• [AIM OF THE TASK]
According to the article on suburban poverty, how much is the monthly rent for Mary Carmen Acosta's family's three-bedroom apartment?

[Marxism] Hardship Makes a New Home in the Suburbs - NYTimes.com

Louis Proyect lnp3 at panix.com
Sat May 10 07:54:43 MDT 2014

NY Times, May 10 2014
Hardship Makes a New Home in the Suburbs

MORENO VALLEY, Calif. — The freeway exits around here are dotted with 
people asking for money, holding cardboard signs to tell their stories. 
The details vary only slightly and almost invariably include: Laid off. 
Need food. Young children.

Mary Carmen Acosta often passes the silent beggars as she enters parking 
lots to sell homemade ice pops, known as paletas, in an effort to make 
enough money to get food for her family of four. On a good day she can 
make $100, about double what she spends on ingredients. On a really good 
day, she pockets $120, the extra money offering some assurance that she 
will be able to pay the $800 monthly rent for her family’s three-bedroom 
apartment. Sometimes, usually on mornings too cold to sell icy treats, 
she imagines what it would be like to stand on an exit ramp herself.

“Everyone here knows they might have to be like that,” said Ms. Acosta, 
40, neatly dressed in slacks and a chiffon blouse, as she waited for 
help from a local charity in this city an hour’s drive east of Los 
Angeles. Both she and her husband, Sebastian Plancarte, lost their jobs 
nearly three years ago. “Each time I see them I thank God for what we do 
have. We used to have a different kind of life, where we had nice things 
and did nice things. Now we just worry.”

Five decades after President Lyndon B. Johnson declared a war on 
poverty, the nation’s poor are more likely to be found in suburbs like 
this one than in cities or rural areas, and poverty in suburbs is rising 
faster than in any other setting in the country. By 2011, there were 
three million more people living in poverty in suburbs than in inner 
cities, according to a study released last year by the Brookings 
Institution. As a result, suburbs are grappling with problems that once 
seemed alien, issues compounded by a shortage of institutions helping 
the poor and distances that make it difficult for people to get to jobs 
and social services even if they can find them.

In no place is that more true than California, synonymous with the 
suburban good life and long a magnet for restless newcomers with big 
dreams. When taking into account the cost of living, including housing, 
child care and medical expenses, California has the highest poverty rate 
in the nation, according to a measure introduced by the Census Bureau in 
2011 that considers both government benefits and living costs in 
different parts of the country. By that measure, roughly nine million 
people — nearly a quarter of the state’s residents — live in poverty.

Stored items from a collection
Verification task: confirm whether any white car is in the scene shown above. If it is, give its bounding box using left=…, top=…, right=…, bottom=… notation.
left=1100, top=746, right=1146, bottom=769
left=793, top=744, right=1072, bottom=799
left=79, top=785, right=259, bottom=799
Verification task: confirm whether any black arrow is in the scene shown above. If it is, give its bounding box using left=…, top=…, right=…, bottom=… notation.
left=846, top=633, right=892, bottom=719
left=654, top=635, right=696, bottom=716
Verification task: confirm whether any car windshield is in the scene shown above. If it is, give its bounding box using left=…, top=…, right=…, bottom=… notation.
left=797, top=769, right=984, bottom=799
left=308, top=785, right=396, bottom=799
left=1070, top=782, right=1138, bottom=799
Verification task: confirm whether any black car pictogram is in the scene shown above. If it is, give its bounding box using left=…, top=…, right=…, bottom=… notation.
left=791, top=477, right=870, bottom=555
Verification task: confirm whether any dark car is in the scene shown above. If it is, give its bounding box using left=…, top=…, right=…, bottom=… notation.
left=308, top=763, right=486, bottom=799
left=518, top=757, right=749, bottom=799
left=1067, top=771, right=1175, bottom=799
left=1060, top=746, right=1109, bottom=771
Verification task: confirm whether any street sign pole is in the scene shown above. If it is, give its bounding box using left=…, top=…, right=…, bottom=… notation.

• [ANSWER FOR THIS EXERCISE]
$800